● **Required action A**
In the passage about Dr. Gardiner, what disease did he have a long battle with before he died?
● **Required action B**
Please sum up the passage about Dr. Gardiner in two sentences.

*** Opening of Document segment ***

That’s why Ann Macaulay, a Montreal family physician who provided primary care to the Kahnawake community south of the city, never hesitated to refer her Mohawk patients to Dr. Gardiner. “He was very respectful, which was not true of all consultants in those days,” Dr. Macaulay said. “Some of them were quite racist. I felt very safe referring patients to him.”

Dr. Macaulay felt equally comfortable asking Dr. Gardiner for advice about the Kahnawake Schools Diabetes Prevention Program (KSDPP), a groundbreaking project that she, the late Mohawk physician Louis T. Montour and other community members and academics founded to tackle high rates of Type 2 diabetes in Kahnawake.

As leader of the diabetes strategy at the philanthropic Lawson Foundation, Dr. Gardiner helped steer the charity’s focus toward treating and alleviating diabetes among Indigenous and other underserved communities.

Dr. Gardiner died at his home in Kingston on Jan. 19, one day before his birthday, after a long battle with Parkinson’s disease. He was 85. Dr. Gardiner was a former president of the Canadian Diabetes Association (now Diabetes Canada) and a clinician-scientist whose research focused on alleviating the ill effects of diabetes, particularly on patients’ sight.

“He always worried, not only at the Montreal General Hospital, but throughout Canada, about the care for diabetic patients,” said David Mulder, a former chief surgeon who worked alongside Dr. Gardiner at Montreal General, now part of the McGill University Health Centre.

Robert John Gardiner was born on Jan. 20, 1938, in Kingston. The only child of Irene and Arthur Gardiner, he was named after his physician grandfather. His father left to fight in the Second World War when Robert was a toddler.

*** Close of Document segment ***
*** Opening of Data supplied ***

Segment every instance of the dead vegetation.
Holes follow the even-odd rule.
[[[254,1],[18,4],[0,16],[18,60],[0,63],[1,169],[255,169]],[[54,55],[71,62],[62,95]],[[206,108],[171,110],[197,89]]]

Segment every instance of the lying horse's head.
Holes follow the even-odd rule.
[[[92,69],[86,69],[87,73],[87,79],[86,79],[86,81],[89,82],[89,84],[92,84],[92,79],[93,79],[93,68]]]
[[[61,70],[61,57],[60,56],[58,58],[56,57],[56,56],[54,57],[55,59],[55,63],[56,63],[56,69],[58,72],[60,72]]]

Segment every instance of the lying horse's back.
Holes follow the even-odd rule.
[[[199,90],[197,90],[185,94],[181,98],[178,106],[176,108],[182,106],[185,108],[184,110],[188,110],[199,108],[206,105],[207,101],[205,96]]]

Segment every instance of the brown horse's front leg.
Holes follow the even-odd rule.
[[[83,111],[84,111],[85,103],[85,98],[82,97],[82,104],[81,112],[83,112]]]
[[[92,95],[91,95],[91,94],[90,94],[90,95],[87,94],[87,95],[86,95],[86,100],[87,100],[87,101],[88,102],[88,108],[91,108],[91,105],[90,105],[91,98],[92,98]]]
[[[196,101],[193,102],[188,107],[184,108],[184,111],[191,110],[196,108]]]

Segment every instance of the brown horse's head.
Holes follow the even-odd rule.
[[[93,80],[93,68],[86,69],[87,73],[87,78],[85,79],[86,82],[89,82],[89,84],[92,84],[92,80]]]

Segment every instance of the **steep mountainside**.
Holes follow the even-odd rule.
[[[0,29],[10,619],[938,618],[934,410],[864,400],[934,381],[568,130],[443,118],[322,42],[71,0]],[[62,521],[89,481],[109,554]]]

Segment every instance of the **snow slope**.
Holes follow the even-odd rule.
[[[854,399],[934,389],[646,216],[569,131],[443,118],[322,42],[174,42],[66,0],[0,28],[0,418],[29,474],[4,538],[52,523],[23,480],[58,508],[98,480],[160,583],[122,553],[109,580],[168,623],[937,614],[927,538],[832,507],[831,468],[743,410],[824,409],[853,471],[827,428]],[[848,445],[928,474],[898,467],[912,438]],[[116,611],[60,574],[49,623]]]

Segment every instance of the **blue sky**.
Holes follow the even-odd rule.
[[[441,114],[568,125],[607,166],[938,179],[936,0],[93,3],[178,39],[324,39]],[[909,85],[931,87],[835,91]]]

*** Close of Data supplied ***

● **Exercise solution A**
Parkinson's disease.

● **Exercise solution B**
Robert John Gardiner, a Kingston-born clinician-scientist and former president of the Canadian Diabetes Association whose research focused on the ill effects of diabetes, died at his Kingston home on Jan. 19 at age 85 after a long battle with Parkinson's disease. A Montreal family physician felt safe referring her Mohawk patients to him because he was respectful, and at the Lawson Foundation he helped steer the charity toward diabetes among Indigenous and other underserved communities.